= Voluntary Service Detachment =

Australian civil organization during World War II

The Voluntary Service Detachments were offshoots of the Australian Red Cross Society's South Australian and Western Australian divisions formed shortly before the outbreak of World War II. Their aim was to train and co-ordinate women volunteers as first aiders and civil defence personnel.

==History==
Following a suggestion by Harold Thorby MHR, a committee was formed in December 1938 headed by Geoffrey Reed KC to formulate plans for a service.
Within a week three detachments had been formed: at the General Post Office, Adelaide, the South Australian Gas Company and in Unley. Dr. Russell was appointed director, Mrs. P. E. Stow was appointed secretary; Emily Dutton was coordinator for the country areas. There was a substantial early response from potential volunteers and businesses willing to host detachments. The organisation had its headquarters at Stow Building, Flinders Street. Within a month dozens of detachments had been formed and some six hundred women had joined. Following Mrs Dutton's tour of the state, regional detachments were formed in Millicent, Mount Gambier and Burra. In her address to the women of Burra, Mrs Dutton cited the "wonderful preparedness of the women of Germany and Italy". It is unlikely that she was being ironic; up until the outbreak of World War II there was a considerable body of respect for the Fascist countries in the English-speaking world. In earlier newspaper reports of the formation of VSD's gas mask drill was frequently mentioned, but no hint as to the expected antagonist. Later reports turned to the less bellicose threats of flood and bushfire ahead of air raids.

**TO DO:**
1/ In the text on the Voluntary Service Detachments, why is Mrs Dutton's praise of the "wonderful preparedness of the women of Germany and Italy" thought unlikely to have been ironic? Answer in one to three sentences.
2/ Take the history of the Voluntary Service Detachments further from its last sentence.
None of the items that come next are needed.

**Collected data:**

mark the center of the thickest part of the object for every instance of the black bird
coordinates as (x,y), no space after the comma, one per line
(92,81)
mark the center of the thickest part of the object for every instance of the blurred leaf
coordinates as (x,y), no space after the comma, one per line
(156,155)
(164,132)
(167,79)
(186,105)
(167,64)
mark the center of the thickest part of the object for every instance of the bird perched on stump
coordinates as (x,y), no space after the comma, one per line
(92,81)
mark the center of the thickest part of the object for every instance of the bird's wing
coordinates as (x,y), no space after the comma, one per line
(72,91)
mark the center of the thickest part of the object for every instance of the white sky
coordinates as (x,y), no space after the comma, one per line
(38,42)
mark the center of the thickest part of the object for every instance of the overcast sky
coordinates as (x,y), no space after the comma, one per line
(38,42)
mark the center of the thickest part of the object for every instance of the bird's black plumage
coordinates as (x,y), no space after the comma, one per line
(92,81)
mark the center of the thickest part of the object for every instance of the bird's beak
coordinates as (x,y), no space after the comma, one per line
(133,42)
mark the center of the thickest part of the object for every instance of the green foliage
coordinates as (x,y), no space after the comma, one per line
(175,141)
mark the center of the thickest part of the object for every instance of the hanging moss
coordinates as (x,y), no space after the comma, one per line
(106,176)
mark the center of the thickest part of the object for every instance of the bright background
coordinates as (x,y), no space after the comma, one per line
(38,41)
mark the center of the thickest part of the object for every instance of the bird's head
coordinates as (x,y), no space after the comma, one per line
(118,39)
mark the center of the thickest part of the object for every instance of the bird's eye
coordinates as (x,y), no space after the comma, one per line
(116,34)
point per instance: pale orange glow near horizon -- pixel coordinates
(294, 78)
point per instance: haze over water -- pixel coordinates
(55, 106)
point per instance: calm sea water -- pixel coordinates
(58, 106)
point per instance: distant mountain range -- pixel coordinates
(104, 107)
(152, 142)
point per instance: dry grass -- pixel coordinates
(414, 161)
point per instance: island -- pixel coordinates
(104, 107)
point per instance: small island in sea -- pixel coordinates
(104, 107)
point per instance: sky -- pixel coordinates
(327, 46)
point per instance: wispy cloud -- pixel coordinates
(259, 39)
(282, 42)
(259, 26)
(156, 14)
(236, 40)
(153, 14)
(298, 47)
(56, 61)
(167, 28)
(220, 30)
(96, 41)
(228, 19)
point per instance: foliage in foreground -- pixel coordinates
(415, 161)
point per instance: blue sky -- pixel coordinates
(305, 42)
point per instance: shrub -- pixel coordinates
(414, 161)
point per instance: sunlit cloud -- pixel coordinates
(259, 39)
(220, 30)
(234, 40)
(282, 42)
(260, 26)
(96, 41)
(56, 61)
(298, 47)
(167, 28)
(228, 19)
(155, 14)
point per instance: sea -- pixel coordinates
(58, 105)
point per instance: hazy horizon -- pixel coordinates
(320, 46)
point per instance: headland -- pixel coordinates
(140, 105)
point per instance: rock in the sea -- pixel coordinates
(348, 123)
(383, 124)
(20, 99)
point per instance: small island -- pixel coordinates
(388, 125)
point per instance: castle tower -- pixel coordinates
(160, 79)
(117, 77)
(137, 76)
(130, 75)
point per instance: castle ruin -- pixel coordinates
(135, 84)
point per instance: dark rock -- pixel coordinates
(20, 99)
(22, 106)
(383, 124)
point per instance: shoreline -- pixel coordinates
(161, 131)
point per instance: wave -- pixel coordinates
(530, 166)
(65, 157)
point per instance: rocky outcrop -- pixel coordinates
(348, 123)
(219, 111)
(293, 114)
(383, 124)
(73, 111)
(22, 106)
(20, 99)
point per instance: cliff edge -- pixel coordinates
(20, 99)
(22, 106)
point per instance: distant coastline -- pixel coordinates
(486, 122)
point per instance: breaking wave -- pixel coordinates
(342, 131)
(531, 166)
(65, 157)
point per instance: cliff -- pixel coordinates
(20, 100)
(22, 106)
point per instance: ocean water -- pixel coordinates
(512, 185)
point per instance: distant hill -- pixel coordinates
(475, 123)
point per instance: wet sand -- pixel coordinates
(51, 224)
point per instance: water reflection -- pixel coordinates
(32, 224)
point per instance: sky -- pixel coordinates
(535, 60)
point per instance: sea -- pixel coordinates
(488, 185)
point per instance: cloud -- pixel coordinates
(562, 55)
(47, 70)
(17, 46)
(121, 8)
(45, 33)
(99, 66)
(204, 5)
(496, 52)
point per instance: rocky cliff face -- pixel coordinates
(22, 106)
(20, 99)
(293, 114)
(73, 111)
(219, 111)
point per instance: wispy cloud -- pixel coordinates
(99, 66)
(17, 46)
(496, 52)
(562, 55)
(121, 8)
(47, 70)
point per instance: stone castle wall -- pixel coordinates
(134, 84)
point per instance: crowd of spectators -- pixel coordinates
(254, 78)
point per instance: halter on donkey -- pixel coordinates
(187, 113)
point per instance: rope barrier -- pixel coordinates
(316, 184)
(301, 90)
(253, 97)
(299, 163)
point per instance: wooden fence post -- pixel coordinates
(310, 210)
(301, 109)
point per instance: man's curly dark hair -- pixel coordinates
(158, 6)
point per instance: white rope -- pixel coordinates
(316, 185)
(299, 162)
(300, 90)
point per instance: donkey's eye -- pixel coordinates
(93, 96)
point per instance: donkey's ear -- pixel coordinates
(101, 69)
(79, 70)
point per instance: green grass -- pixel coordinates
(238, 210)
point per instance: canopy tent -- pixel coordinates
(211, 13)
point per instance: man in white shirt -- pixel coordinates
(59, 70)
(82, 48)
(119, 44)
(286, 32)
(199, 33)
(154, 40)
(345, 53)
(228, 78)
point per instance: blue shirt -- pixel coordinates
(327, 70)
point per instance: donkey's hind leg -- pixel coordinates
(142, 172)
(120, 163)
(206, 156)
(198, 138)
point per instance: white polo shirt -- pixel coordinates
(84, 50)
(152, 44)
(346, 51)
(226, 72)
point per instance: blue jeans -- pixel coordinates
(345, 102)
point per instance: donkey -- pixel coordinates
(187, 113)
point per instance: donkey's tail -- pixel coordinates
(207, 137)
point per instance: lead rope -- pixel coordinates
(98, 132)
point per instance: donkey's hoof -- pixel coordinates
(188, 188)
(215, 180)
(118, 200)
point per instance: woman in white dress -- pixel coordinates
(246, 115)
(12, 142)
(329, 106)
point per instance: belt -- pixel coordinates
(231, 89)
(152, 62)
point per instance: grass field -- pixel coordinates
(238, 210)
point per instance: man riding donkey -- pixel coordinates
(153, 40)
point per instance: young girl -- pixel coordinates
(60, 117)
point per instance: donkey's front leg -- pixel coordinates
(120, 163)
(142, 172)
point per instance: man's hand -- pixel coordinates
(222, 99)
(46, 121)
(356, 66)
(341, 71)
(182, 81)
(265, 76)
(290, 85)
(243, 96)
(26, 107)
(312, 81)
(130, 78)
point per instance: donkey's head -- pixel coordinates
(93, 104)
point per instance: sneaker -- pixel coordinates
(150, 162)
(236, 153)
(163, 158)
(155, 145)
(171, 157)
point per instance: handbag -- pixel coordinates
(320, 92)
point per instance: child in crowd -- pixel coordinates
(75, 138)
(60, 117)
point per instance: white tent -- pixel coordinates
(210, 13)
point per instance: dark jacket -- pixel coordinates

**ANSWERS TO THE EXERCISES:**
1/ Until the outbreak of World War II, the English-speaking world held considerable respect for the Fascist countries.

2/
A weekly V.S.D. segment of the Country Women's Programme on radio 5AN and 5CK began in February 1939. By the end of that month, a hundred detachments had been raised, with 3000 volunteers, and the number continued to grow over the following six months.

===Composition of Detachment===
Each detachment to be composed of 12 or more women, aged either 18 to 43 or 40 and over. Office holders to be:
- Officer in Charge
- Second Officer in Charge
- Quartermaster
- Medical Officer
- Nursing Sister
- Pharmacist (as attached officer if male)
- Section leader (at least one and at most four; sections must be of at least 12 members)
Annual subscriptions to be 2s. per head, badge 6d. (in today's values around $4.00 and $1.00)

===Comparison with VADs===
Unlike the Voluntary Aid Detachments (VAD), members of the VSD were not required to undergo annual examinations once they had attended the prescribed series of lectures and practical classes, could not be required to leave their home town, and were not required to be competent truck and ambulance drivers. Another difference was that VADs would be subject to military control as from the commencement of war.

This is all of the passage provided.